Bounding box annotation entries
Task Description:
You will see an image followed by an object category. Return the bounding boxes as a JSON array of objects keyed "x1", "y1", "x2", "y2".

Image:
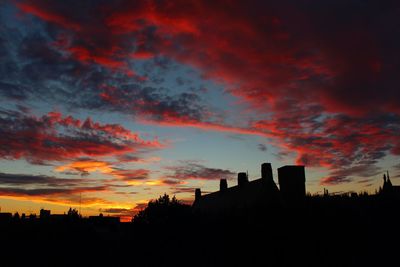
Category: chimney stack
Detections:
[
  {"x1": 194, "y1": 188, "x2": 201, "y2": 201},
  {"x1": 238, "y1": 172, "x2": 249, "y2": 187},
  {"x1": 261, "y1": 163, "x2": 274, "y2": 181},
  {"x1": 219, "y1": 179, "x2": 228, "y2": 192}
]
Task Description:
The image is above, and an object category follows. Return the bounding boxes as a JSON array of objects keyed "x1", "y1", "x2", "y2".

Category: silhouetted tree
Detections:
[{"x1": 132, "y1": 194, "x2": 191, "y2": 225}]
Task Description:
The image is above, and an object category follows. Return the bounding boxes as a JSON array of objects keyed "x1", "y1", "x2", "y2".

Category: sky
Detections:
[{"x1": 0, "y1": 0, "x2": 400, "y2": 219}]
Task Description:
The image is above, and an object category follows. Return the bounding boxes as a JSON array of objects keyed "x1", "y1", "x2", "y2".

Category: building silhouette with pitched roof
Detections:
[{"x1": 193, "y1": 163, "x2": 306, "y2": 215}]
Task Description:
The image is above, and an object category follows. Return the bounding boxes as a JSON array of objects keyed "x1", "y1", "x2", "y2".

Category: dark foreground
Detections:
[{"x1": 0, "y1": 197, "x2": 400, "y2": 267}]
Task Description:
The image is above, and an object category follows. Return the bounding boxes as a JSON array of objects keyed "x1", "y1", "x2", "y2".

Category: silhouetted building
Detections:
[
  {"x1": 379, "y1": 172, "x2": 400, "y2": 198},
  {"x1": 193, "y1": 163, "x2": 282, "y2": 215},
  {"x1": 39, "y1": 209, "x2": 50, "y2": 220},
  {"x1": 278, "y1": 165, "x2": 306, "y2": 207},
  {"x1": 0, "y1": 212, "x2": 12, "y2": 222}
]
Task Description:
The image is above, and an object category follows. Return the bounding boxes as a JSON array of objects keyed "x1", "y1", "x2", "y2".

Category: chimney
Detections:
[
  {"x1": 194, "y1": 188, "x2": 201, "y2": 201},
  {"x1": 219, "y1": 179, "x2": 228, "y2": 192},
  {"x1": 261, "y1": 163, "x2": 274, "y2": 181},
  {"x1": 238, "y1": 172, "x2": 249, "y2": 187}
]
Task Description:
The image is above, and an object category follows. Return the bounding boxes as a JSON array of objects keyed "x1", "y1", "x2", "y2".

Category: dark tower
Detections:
[
  {"x1": 261, "y1": 163, "x2": 274, "y2": 181},
  {"x1": 194, "y1": 188, "x2": 201, "y2": 202},
  {"x1": 278, "y1": 165, "x2": 306, "y2": 207},
  {"x1": 219, "y1": 179, "x2": 228, "y2": 192},
  {"x1": 238, "y1": 172, "x2": 249, "y2": 187}
]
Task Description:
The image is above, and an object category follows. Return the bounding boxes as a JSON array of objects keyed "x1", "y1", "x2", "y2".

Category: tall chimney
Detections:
[
  {"x1": 219, "y1": 179, "x2": 228, "y2": 192},
  {"x1": 261, "y1": 163, "x2": 274, "y2": 181},
  {"x1": 194, "y1": 188, "x2": 201, "y2": 201},
  {"x1": 238, "y1": 172, "x2": 249, "y2": 187}
]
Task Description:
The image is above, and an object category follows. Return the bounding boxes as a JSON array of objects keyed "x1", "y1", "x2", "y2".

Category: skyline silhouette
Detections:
[
  {"x1": 0, "y1": 0, "x2": 400, "y2": 218},
  {"x1": 0, "y1": 163, "x2": 400, "y2": 266}
]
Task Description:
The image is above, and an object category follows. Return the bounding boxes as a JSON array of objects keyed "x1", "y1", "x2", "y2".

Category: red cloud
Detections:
[
  {"x1": 14, "y1": 1, "x2": 400, "y2": 184},
  {"x1": 0, "y1": 110, "x2": 162, "y2": 163}
]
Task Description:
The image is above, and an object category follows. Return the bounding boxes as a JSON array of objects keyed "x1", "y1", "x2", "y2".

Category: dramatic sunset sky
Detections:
[{"x1": 0, "y1": 0, "x2": 400, "y2": 220}]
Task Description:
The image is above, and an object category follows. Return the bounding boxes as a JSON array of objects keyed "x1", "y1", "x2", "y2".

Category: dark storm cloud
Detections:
[
  {"x1": 4, "y1": 0, "x2": 400, "y2": 186},
  {"x1": 321, "y1": 164, "x2": 382, "y2": 185},
  {"x1": 257, "y1": 144, "x2": 268, "y2": 152},
  {"x1": 166, "y1": 161, "x2": 236, "y2": 181},
  {"x1": 0, "y1": 109, "x2": 162, "y2": 164},
  {"x1": 0, "y1": 3, "x2": 211, "y2": 124},
  {"x1": 0, "y1": 173, "x2": 85, "y2": 187}
]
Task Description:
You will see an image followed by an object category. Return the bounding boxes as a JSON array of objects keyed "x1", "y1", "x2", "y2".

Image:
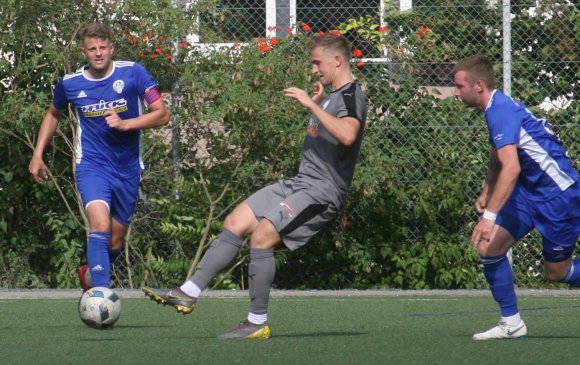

§ **WORK TO DO**: Which lines in the rows above contain the word "silhouetted"? Pick out each one and copy it.

§ **EXERCISE SOLUTION**:
Category: silhouetted tree
Category: silhouetted building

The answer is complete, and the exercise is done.